Aim of the exercise:
Omit the images. Restate all of the records word for word.
--- Supplied data Enclosed Below ---
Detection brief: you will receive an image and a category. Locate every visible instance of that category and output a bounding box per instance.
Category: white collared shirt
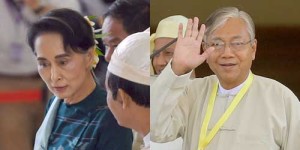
[143,133,150,148]
[218,72,250,95]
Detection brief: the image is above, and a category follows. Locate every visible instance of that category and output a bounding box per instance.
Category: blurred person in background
[100,1,150,149]
[102,0,150,63]
[151,15,188,75]
[150,15,189,150]
[79,0,116,91]
[79,0,115,19]
[151,15,196,79]
[106,30,150,150]
[81,0,149,92]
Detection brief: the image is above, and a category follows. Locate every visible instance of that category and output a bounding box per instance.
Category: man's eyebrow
[210,37,223,41]
[164,47,175,51]
[105,36,121,44]
[210,36,243,41]
[231,36,243,40]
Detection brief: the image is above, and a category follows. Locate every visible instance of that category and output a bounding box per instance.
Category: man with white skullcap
[151,15,188,75]
[150,15,188,150]
[106,30,150,150]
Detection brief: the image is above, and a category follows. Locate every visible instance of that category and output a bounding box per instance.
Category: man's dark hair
[104,0,149,34]
[107,72,150,108]
[27,8,95,54]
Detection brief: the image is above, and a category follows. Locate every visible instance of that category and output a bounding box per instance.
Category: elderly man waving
[151,7,300,150]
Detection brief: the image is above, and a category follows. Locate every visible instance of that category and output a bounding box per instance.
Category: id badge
[10,42,23,63]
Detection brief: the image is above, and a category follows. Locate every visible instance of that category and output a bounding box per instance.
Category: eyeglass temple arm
[150,38,178,59]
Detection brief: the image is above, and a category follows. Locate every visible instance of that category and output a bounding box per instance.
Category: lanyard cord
[198,73,254,150]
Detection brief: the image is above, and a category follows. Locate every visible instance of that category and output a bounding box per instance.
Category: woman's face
[34,32,94,101]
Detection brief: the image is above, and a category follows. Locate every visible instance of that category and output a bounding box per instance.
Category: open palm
[172,17,214,75]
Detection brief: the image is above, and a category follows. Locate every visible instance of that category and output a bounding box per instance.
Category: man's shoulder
[253,74,300,111]
[185,75,217,96]
[189,74,217,86]
[253,75,296,97]
[254,75,288,89]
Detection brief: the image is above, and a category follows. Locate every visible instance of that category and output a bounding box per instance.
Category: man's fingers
[191,17,199,38]
[201,46,215,60]
[197,24,206,42]
[184,19,193,37]
[195,47,214,66]
[178,23,183,39]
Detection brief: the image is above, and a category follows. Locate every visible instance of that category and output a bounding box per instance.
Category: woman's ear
[118,89,131,109]
[86,47,95,68]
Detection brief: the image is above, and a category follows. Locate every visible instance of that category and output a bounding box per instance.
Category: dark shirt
[46,85,133,150]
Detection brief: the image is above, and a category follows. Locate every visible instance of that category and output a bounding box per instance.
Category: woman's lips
[53,86,67,93]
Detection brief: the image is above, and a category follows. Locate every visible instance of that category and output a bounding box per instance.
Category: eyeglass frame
[202,39,255,52]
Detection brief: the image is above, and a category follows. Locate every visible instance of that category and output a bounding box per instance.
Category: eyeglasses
[203,39,253,51]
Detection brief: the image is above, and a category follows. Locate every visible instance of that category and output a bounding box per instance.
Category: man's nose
[105,46,115,62]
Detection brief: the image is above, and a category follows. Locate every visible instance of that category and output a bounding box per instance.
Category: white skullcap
[150,15,188,51]
[152,15,188,40]
[108,30,150,85]
[150,15,188,75]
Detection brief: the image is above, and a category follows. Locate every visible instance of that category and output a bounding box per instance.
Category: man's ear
[118,89,131,109]
[201,43,209,64]
[251,39,257,60]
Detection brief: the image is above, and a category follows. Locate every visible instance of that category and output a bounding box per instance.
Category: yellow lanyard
[198,73,254,150]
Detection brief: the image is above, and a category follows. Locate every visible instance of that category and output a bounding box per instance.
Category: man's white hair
[204,7,255,41]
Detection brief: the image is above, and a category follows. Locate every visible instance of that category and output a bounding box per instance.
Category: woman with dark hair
[28,8,132,150]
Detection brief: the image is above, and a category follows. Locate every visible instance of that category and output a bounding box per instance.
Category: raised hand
[172,17,214,75]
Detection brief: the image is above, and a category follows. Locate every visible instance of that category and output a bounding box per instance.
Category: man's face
[105,74,130,128]
[102,16,129,62]
[205,18,257,89]
[152,37,176,74]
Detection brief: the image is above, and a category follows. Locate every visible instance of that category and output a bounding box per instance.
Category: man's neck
[218,79,245,95]
[131,107,150,137]
[219,71,250,90]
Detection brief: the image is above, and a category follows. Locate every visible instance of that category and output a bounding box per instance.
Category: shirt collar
[143,132,150,148]
[218,72,250,95]
[65,84,107,114]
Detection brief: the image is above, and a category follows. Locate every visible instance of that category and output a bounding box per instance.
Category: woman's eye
[59,60,68,65]
[38,62,49,68]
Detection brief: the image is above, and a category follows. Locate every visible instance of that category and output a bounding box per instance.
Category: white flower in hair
[84,16,95,26]
[84,16,105,68]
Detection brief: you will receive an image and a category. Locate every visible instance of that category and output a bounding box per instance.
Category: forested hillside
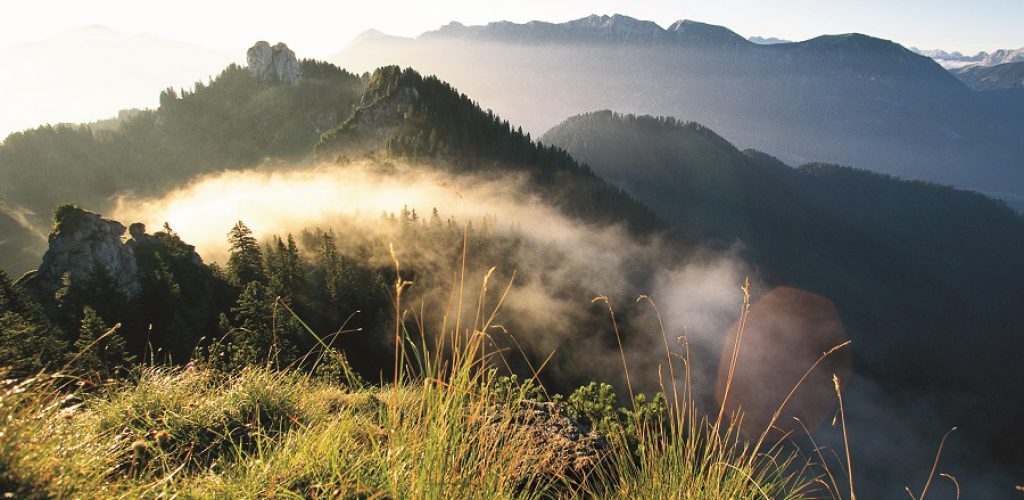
[316,66,664,235]
[2,50,1017,497]
[1,64,683,394]
[0,57,365,273]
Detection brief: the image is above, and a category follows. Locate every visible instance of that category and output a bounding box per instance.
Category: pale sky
[1,0,1022,56]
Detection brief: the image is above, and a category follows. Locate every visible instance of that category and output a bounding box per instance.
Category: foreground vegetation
[0,253,843,499]
[0,363,820,498]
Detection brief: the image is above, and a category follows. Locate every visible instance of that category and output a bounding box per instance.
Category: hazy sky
[2,0,1022,56]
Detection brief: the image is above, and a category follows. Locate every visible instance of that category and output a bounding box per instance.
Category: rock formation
[246,41,301,85]
[18,207,140,299]
[17,207,203,303]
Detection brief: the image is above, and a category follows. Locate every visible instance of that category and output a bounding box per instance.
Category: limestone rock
[316,84,419,162]
[17,208,206,303]
[246,41,301,85]
[19,207,140,299]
--- End of Enclosed Supplied data ---
Written answer:
Detection brief: you will receive an image and a category. Locate every visible instance of that category and output a bounding box per instance.
Category: white collared shirt
[143,133,150,148]
[218,72,250,95]
Detection brief: the image is above, and a category follows. Locate every visible instance of that category and output a bounding box per instance.
Category: blurred person in background
[100,1,150,149]
[102,0,150,63]
[151,15,188,75]
[150,15,189,150]
[79,0,116,91]
[79,0,115,19]
[151,15,196,79]
[106,30,150,150]
[81,0,149,92]
Detection brief: the image is above, and a category follows. Locate every visible instance of that category and output a bounding box per instance.
Category: man's eyebrow
[210,37,223,41]
[164,47,175,51]
[105,36,121,44]
[210,36,243,41]
[231,36,243,40]
Detection brief: the image is above, and a category follows. Locate every visible instance of that category and output a bounding box per instance.
Category: man with white skullcap
[151,15,188,75]
[150,15,188,150]
[106,30,150,150]
Detection brief: the image is above, and a category follows. Locate every visible instance of that category and output a bounding box per instance.
Category: man's dark hair
[104,0,149,34]
[107,72,150,108]
[27,8,95,54]
Detection brief: the image is above, and a category follows. Locate every visible instance of that category and output a bounding box per instance.
Category: elderly man waving
[151,7,300,150]
Detection brief: the image is above, and a category follows. Locate every visible instance of that category and output a bounding box per instance.
Category: id badge
[10,42,23,63]
Detection brief: the image is above, and a category follows. Locate every visible instance of that category and output a bounding box per instance.
Category: eyeglass temple arm
[150,38,178,59]
Detection brief: the image is above, and a category follows. Locate every visible instance of that category and output a bounding box per instance.
Category: lanyard cord
[198,73,254,150]
Detection brief: the image is above, and a category follows. Locate every visible instance of that category and output a bounding box per instance.
Category: woman's face
[34,32,94,101]
Detection brief: the image is above, and a category follows. Locate every visible instance of that category and output a bounding box per instance.
Category: open palm
[172,17,214,75]
Detection brief: the image is above, and a category follows. Locate every visible instance of that category and output a bounding box per instance.
Category: man's shoulder
[253,74,300,111]
[185,75,217,96]
[189,74,217,86]
[253,75,296,97]
[254,75,288,89]
Detection brief: the image is above, and a category follows. Locate every visible instance of that category and output a bounding box per instance.
Category: man's fingers
[191,17,199,38]
[201,46,215,60]
[197,24,206,42]
[184,19,193,37]
[195,47,214,66]
[178,23,183,39]
Detection brief: the image is above, and a category follows. Locate every visible instance of that category and output a bounding box per instance.
Category: woman's ear
[118,89,131,109]
[86,47,95,68]
Detection brief: the image is above, and a category follows. Locate every visible instance of that category and output a bounding box per instance.
Category: dark shirt
[46,85,133,150]
Detection brief: the image is above, and a category follows. Locate every visible instance of that category and output a bounding box per instance.
Category: woman's lips
[53,86,67,93]
Detection brief: the image is above, and a category follows. Locate every visible instance of that category and output a bounding box per instance.
Category: eyeglass frame
[202,39,255,52]
Detection brief: the image is above, and a category follows. Locate every visible instance of that category and output a bounding box per instance.
Category: eyeglasses
[203,39,253,51]
Detection brief: the image is above, and a category follows. Locate every visible instance of that category and output a bounding box per instance.
Category: man's nose
[105,46,115,62]
Detection brief: the image is above, and a category follows. Locate every visible instance of that category and output a bounding box per instance.
Category: white skullcap
[150,15,188,51]
[152,15,188,40]
[108,30,150,85]
[150,15,188,75]
Detection brief: the image is above, and a category follows. Locate every visible instance of that category and output a bounding box per instance.
Category: man's ear
[118,89,131,109]
[201,43,209,64]
[251,39,257,60]
Detection brief: the image is above, and a category follows. Locate every visible instance of that category and output a bounding box per instance.
Category: yellow lanyard
[198,73,254,150]
Detection brief: the image is above, and a category follows. Locate every visible instance of that category and output a bounding box per instance.
Category: man's white hair
[204,7,255,41]
Detection brief: the image is above, and a category follows. Locate every visible instance of that category and output a bounding box per instance.
Category: woman with dark hair
[28,8,132,150]
Detection brief: the image is above, and a category follows. Locate every visible instance of that category and output a bounding box per instance.
Category: raised hand
[172,17,214,75]
Detection brief: the image is above, and a category follows. Locate every visible instance of that category and output a bounding box per instance.
Category: man's face
[105,74,130,128]
[102,16,129,62]
[205,18,257,89]
[152,37,176,74]
Detection brief: the image is above, and a category follows. Locate every visible instance of that category and output a bounding box per instance.
Category: man's neck
[218,79,245,95]
[131,107,150,137]
[219,71,250,90]
Detection brief: the image is above, and a category follows. Locate every visible instance of that category and output a bounding box per instance.
Category: shirt collar
[143,132,150,148]
[218,72,250,95]
[65,84,107,114]
Detection brief: the image is above, and a category follows. Locate every visible instance of that category and output a bounding box per instance.
Category: woman's eye
[59,60,68,65]
[38,62,49,68]
Detection brief: the image is above, and a category follows. Locate every visible instance of that category and output a bounding box per instance.
Category: white flower in hair
[84,16,95,26]
[84,16,105,68]
Detection brief: you will receive an image and a category. Locate every visible instance of that category and output a bounding box per instance.
Category: forested hillside
[316,66,664,235]
[2,50,1017,497]
[1,64,683,394]
[0,57,365,273]
Detection brief: the image is above, and a category follows. Locate every visible instance of that category and output a bounding box per instance.
Category: pale sky
[1,0,1022,56]
Detection brief: the image is above, and a category follows. Locate every visible instance of that category and output a bounding box per instance.
Category: foreground vegetation
[0,253,843,499]
[0,363,820,498]
Detection brief: the image is above, and a category follows. Locate every visible instance of that category and output a bounding box per instance.
Category: hazy sky
[2,0,1022,56]
Detection brief: the image is above, and a category follows. Locate every visible instance of that category and output a bounding box per instance.
Category: rock formation
[246,41,301,85]
[18,207,140,299]
[17,207,203,303]
Detection brief: the image is above, and a category follows. Locate every visible instance of that category and output a bounding box per instance.
Category: limestone rock
[316,84,419,162]
[17,208,206,303]
[246,41,301,85]
[19,207,140,299]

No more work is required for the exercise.